#### Stated problem
Count how many rows below contain the word "baseball". Reply with only the number.

Records
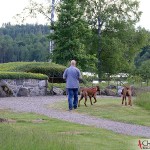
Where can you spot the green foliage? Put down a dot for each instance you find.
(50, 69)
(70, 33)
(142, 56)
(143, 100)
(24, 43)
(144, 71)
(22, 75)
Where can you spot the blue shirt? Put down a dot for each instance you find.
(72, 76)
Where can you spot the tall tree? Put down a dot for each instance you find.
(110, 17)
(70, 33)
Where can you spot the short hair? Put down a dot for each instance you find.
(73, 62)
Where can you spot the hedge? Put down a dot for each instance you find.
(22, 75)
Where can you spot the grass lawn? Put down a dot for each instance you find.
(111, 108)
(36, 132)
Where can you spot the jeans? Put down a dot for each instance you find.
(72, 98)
...
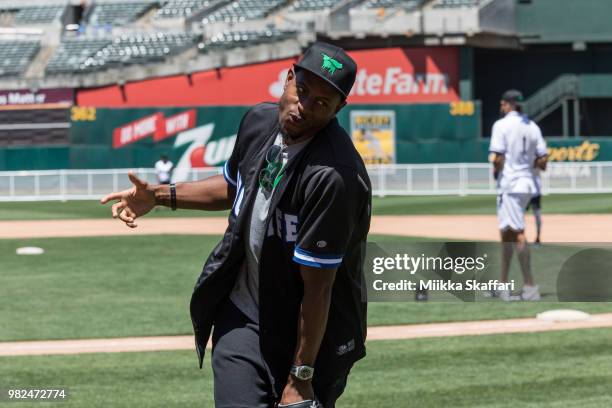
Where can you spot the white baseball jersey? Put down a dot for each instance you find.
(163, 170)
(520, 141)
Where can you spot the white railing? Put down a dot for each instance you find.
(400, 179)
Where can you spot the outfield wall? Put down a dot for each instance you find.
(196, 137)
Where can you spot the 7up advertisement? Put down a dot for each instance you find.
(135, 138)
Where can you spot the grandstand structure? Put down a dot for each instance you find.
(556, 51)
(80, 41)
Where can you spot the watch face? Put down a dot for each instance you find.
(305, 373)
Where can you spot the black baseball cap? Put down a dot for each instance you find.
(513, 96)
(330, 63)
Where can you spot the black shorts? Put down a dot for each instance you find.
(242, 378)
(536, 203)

#### Written response
2